======== SUPPLIED RECORDS

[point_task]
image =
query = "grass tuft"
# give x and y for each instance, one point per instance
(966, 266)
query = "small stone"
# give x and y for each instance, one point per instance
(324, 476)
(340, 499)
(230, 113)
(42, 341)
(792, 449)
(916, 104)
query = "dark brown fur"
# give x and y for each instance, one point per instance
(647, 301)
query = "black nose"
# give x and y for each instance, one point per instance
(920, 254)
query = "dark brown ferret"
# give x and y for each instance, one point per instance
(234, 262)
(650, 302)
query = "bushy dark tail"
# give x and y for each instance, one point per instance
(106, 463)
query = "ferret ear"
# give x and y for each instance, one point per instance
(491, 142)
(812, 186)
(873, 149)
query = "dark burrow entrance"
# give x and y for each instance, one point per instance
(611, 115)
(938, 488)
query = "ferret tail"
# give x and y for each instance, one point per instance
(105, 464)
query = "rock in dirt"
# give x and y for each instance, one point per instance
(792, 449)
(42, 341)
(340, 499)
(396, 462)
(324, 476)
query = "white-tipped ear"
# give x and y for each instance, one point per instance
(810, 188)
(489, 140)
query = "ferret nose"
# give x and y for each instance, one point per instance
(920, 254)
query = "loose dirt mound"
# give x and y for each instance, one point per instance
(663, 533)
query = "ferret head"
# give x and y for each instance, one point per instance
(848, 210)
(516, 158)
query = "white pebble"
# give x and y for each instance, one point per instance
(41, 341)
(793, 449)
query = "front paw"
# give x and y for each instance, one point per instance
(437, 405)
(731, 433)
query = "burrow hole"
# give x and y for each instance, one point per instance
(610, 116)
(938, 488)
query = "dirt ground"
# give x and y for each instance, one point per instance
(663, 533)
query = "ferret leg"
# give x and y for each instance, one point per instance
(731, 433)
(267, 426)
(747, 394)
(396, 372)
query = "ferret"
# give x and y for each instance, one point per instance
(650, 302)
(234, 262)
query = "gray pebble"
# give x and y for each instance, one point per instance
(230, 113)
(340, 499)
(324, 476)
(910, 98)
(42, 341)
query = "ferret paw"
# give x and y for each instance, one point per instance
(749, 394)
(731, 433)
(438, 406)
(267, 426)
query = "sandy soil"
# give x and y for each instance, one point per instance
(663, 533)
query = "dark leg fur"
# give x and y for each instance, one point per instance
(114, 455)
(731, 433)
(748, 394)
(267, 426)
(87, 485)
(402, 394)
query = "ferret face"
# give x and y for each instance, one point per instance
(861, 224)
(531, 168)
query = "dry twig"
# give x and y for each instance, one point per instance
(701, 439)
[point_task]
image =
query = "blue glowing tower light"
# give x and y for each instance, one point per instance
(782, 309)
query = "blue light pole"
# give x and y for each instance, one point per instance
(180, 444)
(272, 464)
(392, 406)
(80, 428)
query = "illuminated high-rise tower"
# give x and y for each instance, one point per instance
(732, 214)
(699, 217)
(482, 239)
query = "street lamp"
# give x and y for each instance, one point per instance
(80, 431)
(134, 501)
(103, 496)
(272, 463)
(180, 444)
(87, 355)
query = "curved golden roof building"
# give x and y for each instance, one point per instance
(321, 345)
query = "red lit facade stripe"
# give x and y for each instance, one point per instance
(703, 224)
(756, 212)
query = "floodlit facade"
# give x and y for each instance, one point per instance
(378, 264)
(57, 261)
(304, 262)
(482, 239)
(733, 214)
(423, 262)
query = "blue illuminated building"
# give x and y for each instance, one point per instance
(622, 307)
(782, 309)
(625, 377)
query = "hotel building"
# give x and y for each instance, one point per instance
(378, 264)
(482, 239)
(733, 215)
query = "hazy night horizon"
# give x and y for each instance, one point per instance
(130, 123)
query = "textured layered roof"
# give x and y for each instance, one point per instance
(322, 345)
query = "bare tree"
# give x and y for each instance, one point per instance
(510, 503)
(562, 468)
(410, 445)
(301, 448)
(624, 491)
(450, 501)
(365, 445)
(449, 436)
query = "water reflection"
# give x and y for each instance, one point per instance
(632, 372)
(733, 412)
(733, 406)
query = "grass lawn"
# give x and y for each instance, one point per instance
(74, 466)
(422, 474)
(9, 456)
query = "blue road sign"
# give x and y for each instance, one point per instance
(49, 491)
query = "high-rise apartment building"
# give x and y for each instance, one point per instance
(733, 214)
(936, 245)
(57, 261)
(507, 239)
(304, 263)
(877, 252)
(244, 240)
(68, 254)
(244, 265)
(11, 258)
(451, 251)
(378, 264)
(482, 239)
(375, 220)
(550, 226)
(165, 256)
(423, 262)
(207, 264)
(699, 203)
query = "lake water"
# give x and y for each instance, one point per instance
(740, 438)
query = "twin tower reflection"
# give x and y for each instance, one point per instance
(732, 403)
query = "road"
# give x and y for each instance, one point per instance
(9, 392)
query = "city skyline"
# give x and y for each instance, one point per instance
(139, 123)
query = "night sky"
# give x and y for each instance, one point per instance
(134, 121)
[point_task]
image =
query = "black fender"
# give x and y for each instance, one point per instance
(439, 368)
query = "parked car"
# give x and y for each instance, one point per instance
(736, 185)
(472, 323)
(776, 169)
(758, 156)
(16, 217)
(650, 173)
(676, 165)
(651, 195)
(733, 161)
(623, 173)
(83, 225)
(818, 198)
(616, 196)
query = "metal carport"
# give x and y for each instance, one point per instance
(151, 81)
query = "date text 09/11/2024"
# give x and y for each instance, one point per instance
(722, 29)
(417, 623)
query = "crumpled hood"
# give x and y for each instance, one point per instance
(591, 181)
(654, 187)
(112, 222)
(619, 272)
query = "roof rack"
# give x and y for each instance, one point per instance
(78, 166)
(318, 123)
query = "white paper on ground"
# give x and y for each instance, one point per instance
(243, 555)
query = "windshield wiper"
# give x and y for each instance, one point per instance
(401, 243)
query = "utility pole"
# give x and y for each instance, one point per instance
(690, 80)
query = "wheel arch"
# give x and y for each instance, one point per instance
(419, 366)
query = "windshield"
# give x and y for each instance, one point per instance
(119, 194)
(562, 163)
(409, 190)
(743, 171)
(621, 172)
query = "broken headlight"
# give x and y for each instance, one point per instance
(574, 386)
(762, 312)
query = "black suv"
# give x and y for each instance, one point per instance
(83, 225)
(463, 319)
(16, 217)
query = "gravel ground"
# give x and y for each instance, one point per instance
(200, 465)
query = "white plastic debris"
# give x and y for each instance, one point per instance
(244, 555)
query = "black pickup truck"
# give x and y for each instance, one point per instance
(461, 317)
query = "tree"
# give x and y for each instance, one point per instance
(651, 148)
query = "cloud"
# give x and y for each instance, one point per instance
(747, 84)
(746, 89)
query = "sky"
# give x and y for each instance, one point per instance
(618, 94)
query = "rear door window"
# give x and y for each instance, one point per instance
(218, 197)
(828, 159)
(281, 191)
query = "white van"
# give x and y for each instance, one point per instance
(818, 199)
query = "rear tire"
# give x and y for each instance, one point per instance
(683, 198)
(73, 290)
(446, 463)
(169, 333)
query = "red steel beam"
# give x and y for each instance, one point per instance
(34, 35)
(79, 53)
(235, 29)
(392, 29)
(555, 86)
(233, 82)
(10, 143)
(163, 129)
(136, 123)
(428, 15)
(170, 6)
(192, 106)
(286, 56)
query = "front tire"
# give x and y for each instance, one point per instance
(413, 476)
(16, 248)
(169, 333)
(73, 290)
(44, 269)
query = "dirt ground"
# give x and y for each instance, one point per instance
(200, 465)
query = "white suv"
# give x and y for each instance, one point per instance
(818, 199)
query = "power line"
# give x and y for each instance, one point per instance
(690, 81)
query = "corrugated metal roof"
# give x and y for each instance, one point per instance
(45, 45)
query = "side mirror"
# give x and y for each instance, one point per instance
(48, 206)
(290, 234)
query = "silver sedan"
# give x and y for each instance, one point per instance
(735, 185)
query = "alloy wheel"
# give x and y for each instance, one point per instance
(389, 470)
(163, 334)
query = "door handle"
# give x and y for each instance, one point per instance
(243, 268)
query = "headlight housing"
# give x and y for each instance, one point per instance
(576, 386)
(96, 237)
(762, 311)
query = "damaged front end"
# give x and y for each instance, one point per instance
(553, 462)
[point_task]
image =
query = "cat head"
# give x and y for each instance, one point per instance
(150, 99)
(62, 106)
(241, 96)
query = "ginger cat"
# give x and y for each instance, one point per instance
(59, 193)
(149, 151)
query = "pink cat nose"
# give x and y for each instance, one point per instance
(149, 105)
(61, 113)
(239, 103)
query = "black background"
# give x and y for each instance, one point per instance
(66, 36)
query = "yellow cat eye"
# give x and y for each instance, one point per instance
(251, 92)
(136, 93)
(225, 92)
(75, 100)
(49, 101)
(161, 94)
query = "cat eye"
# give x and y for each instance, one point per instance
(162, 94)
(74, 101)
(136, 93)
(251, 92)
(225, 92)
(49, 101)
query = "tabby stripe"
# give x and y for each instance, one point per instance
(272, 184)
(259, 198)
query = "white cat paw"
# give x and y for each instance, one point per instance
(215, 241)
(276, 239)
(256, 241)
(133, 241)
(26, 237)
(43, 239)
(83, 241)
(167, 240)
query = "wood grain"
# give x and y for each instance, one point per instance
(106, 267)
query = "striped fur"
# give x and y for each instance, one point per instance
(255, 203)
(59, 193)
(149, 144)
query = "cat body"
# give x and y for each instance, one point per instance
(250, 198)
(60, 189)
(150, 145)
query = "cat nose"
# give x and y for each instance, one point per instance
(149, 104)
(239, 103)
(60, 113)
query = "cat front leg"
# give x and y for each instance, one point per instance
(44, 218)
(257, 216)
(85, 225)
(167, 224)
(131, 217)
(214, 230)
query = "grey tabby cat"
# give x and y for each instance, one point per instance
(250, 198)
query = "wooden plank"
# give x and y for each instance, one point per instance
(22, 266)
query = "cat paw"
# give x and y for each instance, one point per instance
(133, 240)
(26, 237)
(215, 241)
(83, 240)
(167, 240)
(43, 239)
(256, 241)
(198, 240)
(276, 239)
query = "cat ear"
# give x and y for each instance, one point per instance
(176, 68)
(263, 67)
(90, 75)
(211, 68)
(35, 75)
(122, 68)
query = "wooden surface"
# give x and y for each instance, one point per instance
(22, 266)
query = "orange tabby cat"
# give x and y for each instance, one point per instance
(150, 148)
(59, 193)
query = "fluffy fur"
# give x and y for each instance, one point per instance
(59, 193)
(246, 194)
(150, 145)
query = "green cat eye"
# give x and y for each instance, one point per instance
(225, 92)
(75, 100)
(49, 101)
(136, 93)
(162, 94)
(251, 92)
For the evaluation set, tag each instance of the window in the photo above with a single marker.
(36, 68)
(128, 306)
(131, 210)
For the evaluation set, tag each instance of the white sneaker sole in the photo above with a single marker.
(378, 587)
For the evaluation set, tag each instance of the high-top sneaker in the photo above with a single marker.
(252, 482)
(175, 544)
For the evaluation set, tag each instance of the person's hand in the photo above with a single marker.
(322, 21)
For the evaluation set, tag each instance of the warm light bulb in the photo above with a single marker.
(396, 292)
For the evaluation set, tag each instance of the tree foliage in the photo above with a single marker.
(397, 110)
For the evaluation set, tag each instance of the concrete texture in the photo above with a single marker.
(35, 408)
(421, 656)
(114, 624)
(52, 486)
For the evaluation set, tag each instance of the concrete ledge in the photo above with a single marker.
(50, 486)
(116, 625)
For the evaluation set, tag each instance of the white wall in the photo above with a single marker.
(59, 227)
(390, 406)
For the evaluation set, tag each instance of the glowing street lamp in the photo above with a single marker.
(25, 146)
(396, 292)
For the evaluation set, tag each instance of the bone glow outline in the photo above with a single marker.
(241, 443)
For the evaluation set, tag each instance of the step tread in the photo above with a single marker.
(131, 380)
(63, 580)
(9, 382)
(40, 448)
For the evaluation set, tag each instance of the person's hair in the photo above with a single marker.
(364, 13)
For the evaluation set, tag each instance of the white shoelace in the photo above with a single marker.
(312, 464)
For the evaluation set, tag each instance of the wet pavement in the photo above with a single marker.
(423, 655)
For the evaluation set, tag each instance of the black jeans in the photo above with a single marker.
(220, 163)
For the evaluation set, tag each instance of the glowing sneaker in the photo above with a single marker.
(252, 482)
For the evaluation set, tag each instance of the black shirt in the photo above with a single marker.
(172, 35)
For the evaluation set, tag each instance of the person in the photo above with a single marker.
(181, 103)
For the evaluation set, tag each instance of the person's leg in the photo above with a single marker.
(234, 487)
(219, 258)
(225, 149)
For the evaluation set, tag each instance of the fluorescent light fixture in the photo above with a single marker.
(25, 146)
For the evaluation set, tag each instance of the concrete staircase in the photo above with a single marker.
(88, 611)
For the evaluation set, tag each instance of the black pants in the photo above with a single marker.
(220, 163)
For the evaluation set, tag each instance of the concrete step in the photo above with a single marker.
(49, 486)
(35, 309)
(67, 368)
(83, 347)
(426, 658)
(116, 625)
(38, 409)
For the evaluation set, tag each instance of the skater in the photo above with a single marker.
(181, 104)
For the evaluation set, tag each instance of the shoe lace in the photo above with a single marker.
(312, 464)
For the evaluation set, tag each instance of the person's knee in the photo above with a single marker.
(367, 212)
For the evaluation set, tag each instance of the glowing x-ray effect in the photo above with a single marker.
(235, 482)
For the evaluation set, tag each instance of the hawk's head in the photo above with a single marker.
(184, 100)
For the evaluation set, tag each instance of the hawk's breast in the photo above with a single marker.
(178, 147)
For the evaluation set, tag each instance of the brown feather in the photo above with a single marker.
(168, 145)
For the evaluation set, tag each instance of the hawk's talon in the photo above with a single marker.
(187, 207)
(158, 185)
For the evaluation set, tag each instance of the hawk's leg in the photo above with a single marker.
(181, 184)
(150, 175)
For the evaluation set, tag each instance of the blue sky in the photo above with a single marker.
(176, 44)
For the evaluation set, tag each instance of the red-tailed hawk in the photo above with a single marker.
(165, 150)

================

**WHAT TO WORK ON**
Give the lines exactly as they stand, from the line with "For the evaluation set, tag each instance of the person's leg" through the end of the material.

**TASK RESPONSE**
For the evaluation set, tag each instance of the person's leg in the photo above with a single marker.
(234, 487)
(219, 258)
(225, 149)
For the evaluation set, tag each instance of the fluorescent light fixture in the photo above with a single marker.
(25, 146)
For the evaluation set, tag each instance of the concrete staircase in the photo above with a single marker.
(88, 611)
For the evaluation set, tag each instance of the black pants in the photo above with a single marker.
(220, 163)
For the evaluation set, tag each instance of the concrete step in the photo above with a single marker.
(49, 486)
(35, 309)
(67, 368)
(83, 347)
(426, 658)
(116, 625)
(38, 409)
For the evaluation set, tag each instance of the skater in the photo above with a single marker.
(181, 104)
For the evaluation set, tag each instance of the shoe lace in the photo above with a single marker.
(312, 464)
For the evaluation set, tag each instance of the person's knee in the photo above with a single marker.
(367, 212)
For the evaluation set, tag each instance of the glowing x-ray effect in the photo above with a single marker.
(235, 482)
For the evaluation set, tag each instance of the hawk's head in the photo above with a single marker.
(184, 100)
For the evaluation set, tag each instance of the hawk's breast in the photo above with a single marker.
(178, 147)
For the evaluation set, tag each instance of the brown feather in the photo above with a single marker.
(168, 145)
For the evaluation set, tag each instance of the hawk's talon in the photo above with a single marker.
(187, 207)
(158, 185)
For the evaluation set, tag each instance of the hawk's leg in the photo above with a single marker.
(181, 184)
(150, 175)
For the evaluation set, tag each instance of the blue sky in the photo above with a single marker.
(176, 44)
For the evaluation set, tag each instance of the red-tailed hawk in the photo above with a single marker.
(165, 150)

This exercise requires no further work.